• _Exercise prompt_
In the records below, replace "set a marker" with "place a dot" wherever it occurs, and leave everything else unchanged.
─── Records for the task
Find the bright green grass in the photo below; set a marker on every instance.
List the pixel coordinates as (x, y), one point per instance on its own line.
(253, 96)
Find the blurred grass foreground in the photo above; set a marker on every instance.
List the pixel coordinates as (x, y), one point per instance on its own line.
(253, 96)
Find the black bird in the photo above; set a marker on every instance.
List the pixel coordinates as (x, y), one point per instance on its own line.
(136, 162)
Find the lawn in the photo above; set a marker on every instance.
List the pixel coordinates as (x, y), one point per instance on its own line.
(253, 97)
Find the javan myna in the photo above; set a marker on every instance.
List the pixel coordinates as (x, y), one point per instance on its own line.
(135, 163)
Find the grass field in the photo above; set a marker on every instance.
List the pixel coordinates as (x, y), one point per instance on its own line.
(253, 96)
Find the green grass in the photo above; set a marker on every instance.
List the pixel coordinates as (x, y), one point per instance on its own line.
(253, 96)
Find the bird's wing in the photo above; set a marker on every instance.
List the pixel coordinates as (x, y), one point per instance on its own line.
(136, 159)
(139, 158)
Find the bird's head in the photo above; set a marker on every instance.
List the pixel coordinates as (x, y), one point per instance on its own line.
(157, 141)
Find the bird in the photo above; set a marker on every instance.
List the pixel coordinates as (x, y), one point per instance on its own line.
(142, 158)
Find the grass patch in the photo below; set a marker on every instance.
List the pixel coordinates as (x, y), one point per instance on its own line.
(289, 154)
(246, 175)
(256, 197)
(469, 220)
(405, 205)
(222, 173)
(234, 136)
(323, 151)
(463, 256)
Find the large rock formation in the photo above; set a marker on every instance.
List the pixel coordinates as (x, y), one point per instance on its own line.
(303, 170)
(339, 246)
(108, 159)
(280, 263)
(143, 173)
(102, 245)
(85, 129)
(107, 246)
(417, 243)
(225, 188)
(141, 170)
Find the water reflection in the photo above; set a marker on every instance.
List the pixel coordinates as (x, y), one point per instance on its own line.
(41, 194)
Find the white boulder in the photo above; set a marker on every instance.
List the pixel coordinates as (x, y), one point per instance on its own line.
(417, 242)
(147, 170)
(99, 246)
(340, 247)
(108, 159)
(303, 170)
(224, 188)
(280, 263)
──────
• _Exercise answer_
Find the bright green grass in the photo below; place a dot on every instance.
List the pixel coordinates as (x, y), one point per instance on its own line.
(253, 96)
Find the blurred grass foreground in the photo above; place a dot on every instance.
List the pixel coordinates as (x, y), one point per instance on its own line.
(253, 96)
Find the black bird in the photo above; place a dot on every instance.
List the pixel coordinates as (x, y), one point per instance on its own line.
(136, 162)
Find the lawn in the photo above; place a dot on every instance.
List the pixel coordinates as (x, y), one point per instance on its own line.
(253, 97)
Find the javan myna in the photo above; place a dot on every instance.
List the pixel coordinates as (x, y), one point per instance on its own line.
(135, 163)
Find the grass field in the photo above; place a dot on every instance.
List the pixel coordinates as (x, y), one point per instance on its own line.
(253, 96)
Find the green grass in the photo above; place a dot on every instance.
List the pixel coordinates as (x, y), one point per instance on its own line.
(253, 96)
Find the bird's wing in the photo above; place a dot on every instance.
List the pixel coordinates as (x, y), one point per instance on its own line.
(136, 159)
(139, 158)
Find the bird's head in the photo above; place a dot on every instance.
List the pixel coordinates as (x, y), one point per instance on its own line.
(157, 141)
Find the bird in the photo above; place a dot on every instance.
List the pixel coordinates as (x, y), one point per instance on its own line.
(142, 158)
Find the grass patch in the photo below; place a dot on every instance.
List the pixel coordinates as (x, y), one point per instance on its own line.
(289, 154)
(246, 175)
(256, 197)
(469, 220)
(405, 205)
(222, 173)
(234, 136)
(323, 151)
(463, 256)
Find the large rock formation in the photo above; place a dot on every instance.
List the pixel coordinates as (x, y), one point per instance on its own line.
(303, 170)
(339, 246)
(108, 159)
(280, 263)
(143, 173)
(102, 245)
(85, 129)
(107, 246)
(417, 243)
(225, 188)
(141, 170)
Find the water reflection in the photo above; place a dot on every instance.
List the pixel coordinates as (x, y), one point per instance on its own line.
(41, 194)
Find the white boulder in the photo above; place a dot on every instance.
List the pixel coordinates as (x, y), one point per instance on its own line.
(417, 242)
(147, 170)
(99, 246)
(340, 247)
(108, 159)
(303, 170)
(224, 188)
(280, 263)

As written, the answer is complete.